● **EXERCISE**
The records that follow must be reproduced in full, exactly as written.

● **RECORDS PROVIDED**
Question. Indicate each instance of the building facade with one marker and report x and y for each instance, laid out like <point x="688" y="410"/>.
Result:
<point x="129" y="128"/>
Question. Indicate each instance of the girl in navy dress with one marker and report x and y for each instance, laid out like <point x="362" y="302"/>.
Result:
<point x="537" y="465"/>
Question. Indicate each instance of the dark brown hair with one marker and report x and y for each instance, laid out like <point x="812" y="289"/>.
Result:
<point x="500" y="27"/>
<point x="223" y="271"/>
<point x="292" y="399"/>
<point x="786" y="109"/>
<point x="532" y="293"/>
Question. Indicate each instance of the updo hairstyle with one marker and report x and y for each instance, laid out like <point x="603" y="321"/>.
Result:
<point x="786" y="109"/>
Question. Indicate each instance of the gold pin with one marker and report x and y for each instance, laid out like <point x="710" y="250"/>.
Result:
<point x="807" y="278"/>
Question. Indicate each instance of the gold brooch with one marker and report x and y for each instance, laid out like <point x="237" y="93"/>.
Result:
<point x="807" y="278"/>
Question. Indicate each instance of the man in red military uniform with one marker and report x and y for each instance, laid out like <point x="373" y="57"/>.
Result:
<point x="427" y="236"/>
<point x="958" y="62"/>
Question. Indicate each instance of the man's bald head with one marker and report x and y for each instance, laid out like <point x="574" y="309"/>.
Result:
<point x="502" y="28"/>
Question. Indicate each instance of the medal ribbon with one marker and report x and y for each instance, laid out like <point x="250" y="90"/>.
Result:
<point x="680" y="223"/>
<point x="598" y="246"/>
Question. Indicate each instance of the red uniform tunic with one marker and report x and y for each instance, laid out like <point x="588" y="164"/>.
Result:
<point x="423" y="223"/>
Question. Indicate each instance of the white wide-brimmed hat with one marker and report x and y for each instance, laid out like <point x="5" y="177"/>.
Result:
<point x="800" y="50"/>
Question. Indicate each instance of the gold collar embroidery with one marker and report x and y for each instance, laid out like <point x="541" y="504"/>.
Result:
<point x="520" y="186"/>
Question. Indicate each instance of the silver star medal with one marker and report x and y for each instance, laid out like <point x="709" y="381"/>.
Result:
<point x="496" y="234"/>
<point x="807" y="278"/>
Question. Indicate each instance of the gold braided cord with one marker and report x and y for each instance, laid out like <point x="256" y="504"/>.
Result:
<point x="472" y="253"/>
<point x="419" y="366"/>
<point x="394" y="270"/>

● **EXERCISE SOLUTION**
Question. Indicate each instance of the building facade with one marker and report x and y for each instance, laid out like <point x="688" y="410"/>.
Result:
<point x="129" y="128"/>
Question. Indicate each instance of the girl in navy dress with one marker and report x and y for each instance, laid out like <point x="362" y="302"/>.
Result:
<point x="537" y="465"/>
Question. Indicate each instance of the dark brown hair with one marker and report x and y for each instance, laid out like <point x="812" y="289"/>.
Result:
<point x="500" y="27"/>
<point x="223" y="271"/>
<point x="292" y="399"/>
<point x="786" y="109"/>
<point x="532" y="293"/>
Question. Indicate each instance of the updo hairstyle with one marker and report x and y for each instance, laid out like <point x="603" y="321"/>.
Result:
<point x="786" y="109"/>
Question. Indicate each instance of the gold pin with one marker and report x and y for each instance, laid out like <point x="710" y="250"/>.
Result:
<point x="807" y="278"/>
Question. Indicate each instance of the gold brooch with one marker and report x and y for each instance, laid out like <point x="237" y="93"/>.
Result:
<point x="807" y="278"/>
Question. Indicate each instance of the man in red military uniform with one marker and report x and y for each instance, laid out like <point x="373" y="57"/>.
Result:
<point x="427" y="236"/>
<point x="958" y="62"/>
Question. Indicate each instance of the man's bald head with one marker and report x and y for each instance, laid out like <point x="574" y="309"/>.
Result:
<point x="502" y="28"/>
Question. Indicate each instance of the medal ribbon with one marker and report x and y for each instance, laid out like <point x="250" y="90"/>.
Result:
<point x="680" y="223"/>
<point x="598" y="246"/>
Question. Indicate each instance of the red uniform tunic with one marker and report x and y for each instance, laid out like <point x="588" y="164"/>.
Result:
<point x="423" y="223"/>
Question. Indicate each instance of the white wide-brimmed hat with one marker and report x and y for each instance, laid out like <point x="5" y="177"/>.
Result:
<point x="800" y="50"/>
Question. Indicate each instance of the gold collar embroidery with one marker and report x and y for each instance, laid out like <point x="541" y="504"/>.
Result:
<point x="520" y="186"/>
Question. Indicate each instance of the silver star medal with one marker and report x and y for each instance, laid out like <point x="709" y="381"/>.
Result:
<point x="496" y="234"/>
<point x="807" y="278"/>
Question. Indicate each instance of the gold braided cord with one marker and report x and y for each instance, laid out like <point x="256" y="504"/>.
Result:
<point x="472" y="253"/>
<point x="419" y="366"/>
<point x="394" y="270"/>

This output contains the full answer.